Passage provided: Begin

El Niño in Bicol

The hottest days are yet to come. Bicol and the rest of the country will have an extended summer, a long dry spell until August or September! But the rains will still come at the least expected time.
According to the Philippine Atmospheric, Geophysical, and Astronomical Services Administration, temperature may rise to an extreme level until 2024. PAGASA has already issued an alert for a stronger El Niño with possible adverse effects. Will the EN (El Niño) be worse than in 2018 to 2019 or 1997-1998? We may never know how worse this will go. Scientists are saying that mother earth’s abuse affects the regular ecosystem cycle. Man-induced climate change disrupts weather patterns. If the earth continues to warm due to increased greenhouse gases, the Pacific will experience more intense and extreme heating. As a result, El Niño may occur longer and more frequently.
Last week, the Department of Interior and Local Government warned of a strong El Niño in the coming months and to prepare contingency measures. The province of Albay called out its LGUs to review action plans, and so should other LGUs to cushion the dire effects of the most severe hot weather on agriculture, infrastructure, health, water supply, and hospitals. Earlier, the Department of Education had allowed distance learning. Face-to-face classes have shifted to modular to adjust to the intensely hot weather affecting most students inside the country’s congested public schools. Katherine, my A-lister niece enrolled at the Camarines Sur National High School, informed me that their classes have already shifted back to modular learning on certain days of the week. But the extreme heat is also affecting most homes in congested urban centers. On Monday afternoon, I recall I saw some students bring their schoolwork inside the air-conditioned mall. Jokingly, I asked if they were there to study or to enjoy the airconditioned space, and all replied in unison, “parehas po, Ma’am,” without batting an eyelash. The students were in their uniforms and proud to tell me they would perform better in their classrooms if well-ventilated. I can only nod in agreement.

Passage provided: End

• _Exercise instructions_: In the El Niño piece, which agency earlier allowed distance learning? The rows that follow are separate material and have no connection to the El Niño piece.

Listed records: Begin

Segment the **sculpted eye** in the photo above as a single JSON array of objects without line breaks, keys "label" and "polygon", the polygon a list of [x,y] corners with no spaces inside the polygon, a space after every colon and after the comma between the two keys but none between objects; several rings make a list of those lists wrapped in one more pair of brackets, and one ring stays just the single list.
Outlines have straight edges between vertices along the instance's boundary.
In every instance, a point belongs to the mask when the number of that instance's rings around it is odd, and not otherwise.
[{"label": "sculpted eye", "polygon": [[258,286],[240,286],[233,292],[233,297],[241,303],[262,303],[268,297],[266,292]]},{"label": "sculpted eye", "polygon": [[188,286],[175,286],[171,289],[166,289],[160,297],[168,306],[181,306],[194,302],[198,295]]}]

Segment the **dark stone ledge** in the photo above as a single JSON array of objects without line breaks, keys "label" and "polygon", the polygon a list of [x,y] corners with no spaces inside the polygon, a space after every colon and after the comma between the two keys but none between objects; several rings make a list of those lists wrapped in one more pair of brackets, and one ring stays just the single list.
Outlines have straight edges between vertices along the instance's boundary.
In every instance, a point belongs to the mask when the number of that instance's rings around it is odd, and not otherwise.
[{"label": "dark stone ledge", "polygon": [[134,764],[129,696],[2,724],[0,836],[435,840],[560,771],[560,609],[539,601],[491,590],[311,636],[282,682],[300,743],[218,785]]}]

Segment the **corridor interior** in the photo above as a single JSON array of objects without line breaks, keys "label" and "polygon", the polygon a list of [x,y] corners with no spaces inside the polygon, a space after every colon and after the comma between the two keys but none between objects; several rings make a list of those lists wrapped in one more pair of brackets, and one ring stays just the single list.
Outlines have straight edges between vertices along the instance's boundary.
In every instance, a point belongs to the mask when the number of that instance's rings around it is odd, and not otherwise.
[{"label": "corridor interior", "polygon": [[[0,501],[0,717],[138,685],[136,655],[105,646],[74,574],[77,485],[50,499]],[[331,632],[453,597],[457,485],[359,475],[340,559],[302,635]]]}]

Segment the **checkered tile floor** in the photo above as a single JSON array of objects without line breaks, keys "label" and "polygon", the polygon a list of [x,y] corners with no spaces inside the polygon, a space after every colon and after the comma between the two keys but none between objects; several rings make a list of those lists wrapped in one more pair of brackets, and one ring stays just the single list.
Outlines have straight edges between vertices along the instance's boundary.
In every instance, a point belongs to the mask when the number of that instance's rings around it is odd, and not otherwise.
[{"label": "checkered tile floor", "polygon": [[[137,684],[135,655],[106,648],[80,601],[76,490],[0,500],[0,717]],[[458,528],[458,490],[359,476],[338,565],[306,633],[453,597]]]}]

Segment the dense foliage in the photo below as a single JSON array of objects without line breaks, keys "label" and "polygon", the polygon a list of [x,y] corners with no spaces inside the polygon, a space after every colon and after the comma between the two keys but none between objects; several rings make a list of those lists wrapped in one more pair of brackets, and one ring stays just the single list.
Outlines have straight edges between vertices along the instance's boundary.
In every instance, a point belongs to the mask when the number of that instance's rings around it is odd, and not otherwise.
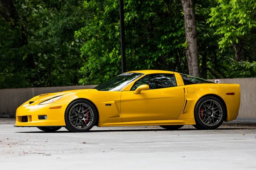
[{"label": "dense foliage", "polygon": [[[256,77],[256,1],[195,3],[202,77]],[[127,70],[188,73],[180,1],[124,4]],[[0,88],[96,84],[121,73],[119,7],[0,0]]]}]

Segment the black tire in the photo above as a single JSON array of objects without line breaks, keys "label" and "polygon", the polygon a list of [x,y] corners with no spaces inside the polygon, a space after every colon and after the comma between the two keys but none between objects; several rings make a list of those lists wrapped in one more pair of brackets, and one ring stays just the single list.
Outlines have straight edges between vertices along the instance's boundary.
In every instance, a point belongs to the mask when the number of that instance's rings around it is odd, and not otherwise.
[{"label": "black tire", "polygon": [[[87,112],[86,110],[88,110]],[[96,109],[91,102],[83,100],[75,100],[65,112],[65,127],[71,132],[87,132],[95,125],[97,115]]]},{"label": "black tire", "polygon": [[184,125],[161,125],[161,128],[166,129],[168,130],[175,130],[182,127]]},{"label": "black tire", "polygon": [[223,122],[226,115],[225,104],[219,98],[208,96],[196,103],[194,111],[196,125],[198,129],[216,129]]},{"label": "black tire", "polygon": [[37,127],[37,128],[45,132],[55,132],[60,129],[62,127]]}]

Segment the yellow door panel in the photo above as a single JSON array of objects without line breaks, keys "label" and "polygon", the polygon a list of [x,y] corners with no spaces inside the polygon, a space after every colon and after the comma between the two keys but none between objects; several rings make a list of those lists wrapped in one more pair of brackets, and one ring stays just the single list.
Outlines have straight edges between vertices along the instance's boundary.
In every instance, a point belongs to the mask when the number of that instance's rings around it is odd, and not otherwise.
[{"label": "yellow door panel", "polygon": [[121,94],[123,122],[178,118],[184,101],[182,87],[142,91],[123,91]]}]

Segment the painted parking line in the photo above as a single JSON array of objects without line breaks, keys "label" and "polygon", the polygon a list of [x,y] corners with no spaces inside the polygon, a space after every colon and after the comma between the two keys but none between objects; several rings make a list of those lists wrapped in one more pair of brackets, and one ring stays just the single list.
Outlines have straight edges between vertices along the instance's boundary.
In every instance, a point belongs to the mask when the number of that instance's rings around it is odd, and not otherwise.
[{"label": "painted parking line", "polygon": [[164,136],[155,136],[156,137],[190,137],[190,136],[212,136],[217,135],[244,135],[248,134],[255,134],[255,133],[230,133],[229,134],[212,134],[212,135],[168,135]]},{"label": "painted parking line", "polygon": [[37,128],[12,128],[13,129],[37,129]]}]

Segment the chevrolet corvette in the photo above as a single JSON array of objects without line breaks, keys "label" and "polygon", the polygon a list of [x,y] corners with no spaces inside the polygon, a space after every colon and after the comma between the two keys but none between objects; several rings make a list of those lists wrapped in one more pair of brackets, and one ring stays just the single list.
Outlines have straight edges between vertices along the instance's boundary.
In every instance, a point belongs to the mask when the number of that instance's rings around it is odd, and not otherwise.
[{"label": "chevrolet corvette", "polygon": [[176,72],[134,71],[92,89],[35,96],[17,109],[15,126],[47,132],[65,127],[84,132],[98,127],[185,125],[212,129],[235,119],[240,87]]}]

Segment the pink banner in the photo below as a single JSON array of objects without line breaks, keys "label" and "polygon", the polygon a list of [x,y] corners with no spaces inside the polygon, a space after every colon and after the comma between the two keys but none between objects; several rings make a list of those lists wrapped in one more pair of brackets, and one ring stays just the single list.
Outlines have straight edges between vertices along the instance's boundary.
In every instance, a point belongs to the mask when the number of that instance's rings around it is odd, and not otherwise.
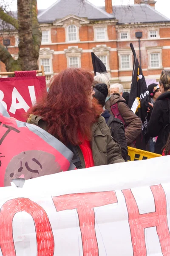
[{"label": "pink banner", "polygon": [[45,76],[37,72],[20,71],[15,77],[0,79],[0,102],[11,116],[26,120],[26,113],[37,98],[46,90]]}]

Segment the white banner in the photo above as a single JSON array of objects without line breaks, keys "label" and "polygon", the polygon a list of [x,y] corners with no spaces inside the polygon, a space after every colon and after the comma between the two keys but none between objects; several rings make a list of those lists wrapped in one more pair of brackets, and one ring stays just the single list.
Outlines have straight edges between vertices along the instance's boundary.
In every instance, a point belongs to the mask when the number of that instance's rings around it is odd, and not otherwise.
[{"label": "white banner", "polygon": [[170,255],[170,156],[0,188],[0,255]]}]

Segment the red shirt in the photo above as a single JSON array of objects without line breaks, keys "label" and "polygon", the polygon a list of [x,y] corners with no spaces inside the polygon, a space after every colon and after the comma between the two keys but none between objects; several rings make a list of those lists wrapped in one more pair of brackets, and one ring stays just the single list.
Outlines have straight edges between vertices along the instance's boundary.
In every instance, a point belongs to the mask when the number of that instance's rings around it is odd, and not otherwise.
[{"label": "red shirt", "polygon": [[[167,155],[169,156],[169,155],[170,155],[170,151],[168,153],[168,154],[167,154]],[[164,151],[162,152],[162,155],[163,156],[165,156],[165,153],[164,153]]]},{"label": "red shirt", "polygon": [[90,141],[85,140],[79,147],[83,155],[85,162],[85,168],[88,168],[94,166],[94,160],[93,157],[93,153]]}]

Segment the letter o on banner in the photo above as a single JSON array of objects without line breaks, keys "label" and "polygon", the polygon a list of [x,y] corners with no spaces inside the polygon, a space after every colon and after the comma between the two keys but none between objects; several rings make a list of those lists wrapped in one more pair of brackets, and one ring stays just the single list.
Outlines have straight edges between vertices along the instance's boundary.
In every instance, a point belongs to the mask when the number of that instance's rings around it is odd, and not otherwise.
[{"label": "letter o on banner", "polygon": [[[37,256],[53,256],[54,242],[47,213],[40,205],[28,198],[7,201],[0,212],[0,246],[3,256],[16,256],[12,234],[12,220],[17,212],[26,212],[33,218],[37,236]],[[8,243],[7,241],[8,241]]]}]

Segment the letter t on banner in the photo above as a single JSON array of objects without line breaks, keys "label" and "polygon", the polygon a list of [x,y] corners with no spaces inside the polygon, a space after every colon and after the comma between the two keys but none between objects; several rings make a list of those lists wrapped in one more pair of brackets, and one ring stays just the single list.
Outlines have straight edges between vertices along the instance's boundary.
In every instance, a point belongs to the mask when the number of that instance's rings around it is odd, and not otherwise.
[{"label": "letter t on banner", "polygon": [[70,194],[53,197],[57,211],[77,209],[83,246],[83,256],[98,256],[94,207],[117,203],[114,191]]},{"label": "letter t on banner", "polygon": [[131,189],[122,190],[128,213],[134,256],[146,255],[144,229],[156,226],[164,256],[170,255],[170,235],[167,216],[166,196],[161,185],[150,186],[155,212],[140,214]]}]

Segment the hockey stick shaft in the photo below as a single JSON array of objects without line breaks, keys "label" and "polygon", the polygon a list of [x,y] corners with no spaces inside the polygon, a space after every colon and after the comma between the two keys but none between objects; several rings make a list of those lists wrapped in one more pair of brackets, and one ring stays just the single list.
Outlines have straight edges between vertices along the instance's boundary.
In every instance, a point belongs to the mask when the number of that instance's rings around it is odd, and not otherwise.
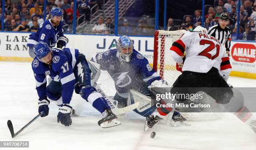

Listed records: End

• _Solution for this problem_: The Department of Education.